-------- Data shown
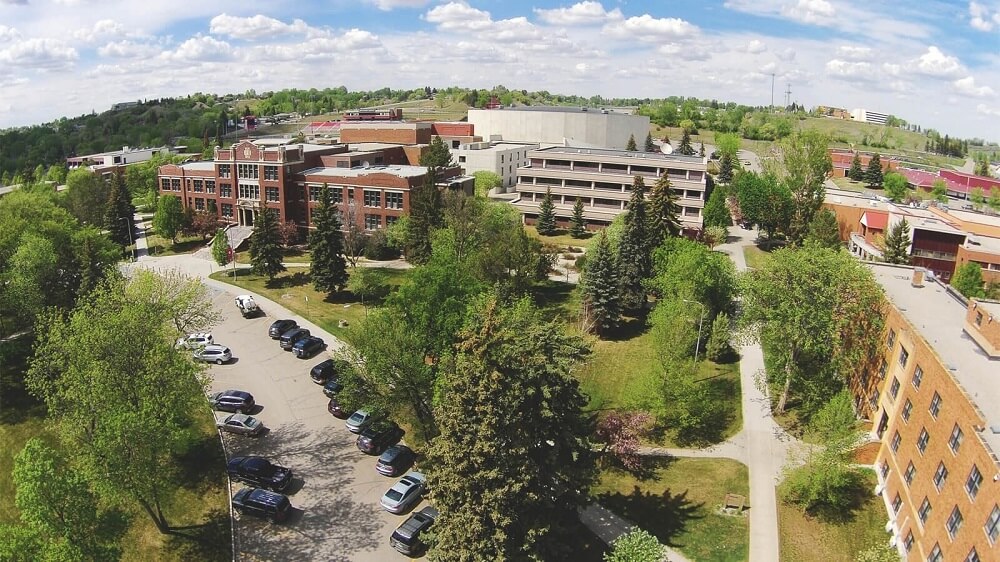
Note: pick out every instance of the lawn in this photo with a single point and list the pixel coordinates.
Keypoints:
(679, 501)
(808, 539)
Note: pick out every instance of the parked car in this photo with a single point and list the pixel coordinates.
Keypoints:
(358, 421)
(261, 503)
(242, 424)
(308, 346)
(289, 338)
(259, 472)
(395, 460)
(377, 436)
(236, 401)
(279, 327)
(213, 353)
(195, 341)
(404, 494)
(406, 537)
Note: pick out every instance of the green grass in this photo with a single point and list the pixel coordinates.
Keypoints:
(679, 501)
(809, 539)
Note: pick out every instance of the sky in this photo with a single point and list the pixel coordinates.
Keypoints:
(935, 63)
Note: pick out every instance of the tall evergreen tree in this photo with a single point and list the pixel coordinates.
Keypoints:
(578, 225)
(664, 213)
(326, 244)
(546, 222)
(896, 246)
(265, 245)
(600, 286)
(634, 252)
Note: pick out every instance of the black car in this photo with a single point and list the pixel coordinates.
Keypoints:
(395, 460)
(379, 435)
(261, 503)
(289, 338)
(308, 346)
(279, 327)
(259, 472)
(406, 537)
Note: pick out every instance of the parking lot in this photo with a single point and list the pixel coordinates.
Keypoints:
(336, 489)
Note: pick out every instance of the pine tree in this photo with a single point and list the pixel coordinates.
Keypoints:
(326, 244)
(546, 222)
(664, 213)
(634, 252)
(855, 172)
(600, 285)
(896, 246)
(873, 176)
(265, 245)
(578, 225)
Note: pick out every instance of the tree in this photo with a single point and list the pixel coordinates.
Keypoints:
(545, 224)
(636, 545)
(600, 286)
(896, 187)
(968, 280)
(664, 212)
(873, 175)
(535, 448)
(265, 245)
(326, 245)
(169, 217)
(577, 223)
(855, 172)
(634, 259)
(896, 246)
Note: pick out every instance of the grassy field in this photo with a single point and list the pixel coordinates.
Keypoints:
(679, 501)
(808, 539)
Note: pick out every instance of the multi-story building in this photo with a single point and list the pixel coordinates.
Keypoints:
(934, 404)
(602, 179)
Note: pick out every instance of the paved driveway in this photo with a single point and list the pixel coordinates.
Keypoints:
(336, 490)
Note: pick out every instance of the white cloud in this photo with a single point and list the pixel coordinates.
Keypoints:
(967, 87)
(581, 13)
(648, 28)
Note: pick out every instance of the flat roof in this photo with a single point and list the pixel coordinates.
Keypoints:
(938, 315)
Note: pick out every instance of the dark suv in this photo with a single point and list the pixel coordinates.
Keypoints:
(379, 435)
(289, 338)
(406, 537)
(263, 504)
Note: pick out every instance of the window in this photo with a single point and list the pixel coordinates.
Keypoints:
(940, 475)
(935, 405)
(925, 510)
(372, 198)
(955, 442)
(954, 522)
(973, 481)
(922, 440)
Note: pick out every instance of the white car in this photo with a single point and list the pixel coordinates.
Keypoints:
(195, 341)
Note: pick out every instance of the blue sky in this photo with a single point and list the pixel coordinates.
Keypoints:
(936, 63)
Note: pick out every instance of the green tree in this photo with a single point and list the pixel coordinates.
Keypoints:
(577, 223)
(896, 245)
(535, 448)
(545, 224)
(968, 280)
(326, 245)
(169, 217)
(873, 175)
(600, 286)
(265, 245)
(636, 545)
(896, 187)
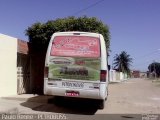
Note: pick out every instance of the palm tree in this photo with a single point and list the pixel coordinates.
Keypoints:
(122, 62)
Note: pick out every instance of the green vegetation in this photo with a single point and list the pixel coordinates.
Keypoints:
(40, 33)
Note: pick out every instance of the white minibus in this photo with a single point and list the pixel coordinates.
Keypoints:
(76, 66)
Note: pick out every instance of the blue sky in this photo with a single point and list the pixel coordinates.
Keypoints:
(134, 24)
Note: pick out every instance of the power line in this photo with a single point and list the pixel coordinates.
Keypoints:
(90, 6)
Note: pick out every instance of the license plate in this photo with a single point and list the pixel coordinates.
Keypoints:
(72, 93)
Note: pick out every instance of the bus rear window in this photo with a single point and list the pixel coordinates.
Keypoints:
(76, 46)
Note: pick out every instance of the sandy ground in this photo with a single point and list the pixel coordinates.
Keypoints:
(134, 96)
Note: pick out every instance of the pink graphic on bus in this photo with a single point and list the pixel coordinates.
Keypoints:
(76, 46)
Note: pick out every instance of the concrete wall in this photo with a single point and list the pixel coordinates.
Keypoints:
----------------
• The problem:
Search the records for the word "window". Copy each line where it appears.

• Response below:
Note: pick out every instance of the window in this photo with a single point and list the pixel coordinates.
Note: pick out every instance of the bus rear window in this photo with a single point and list the pixel coordinates.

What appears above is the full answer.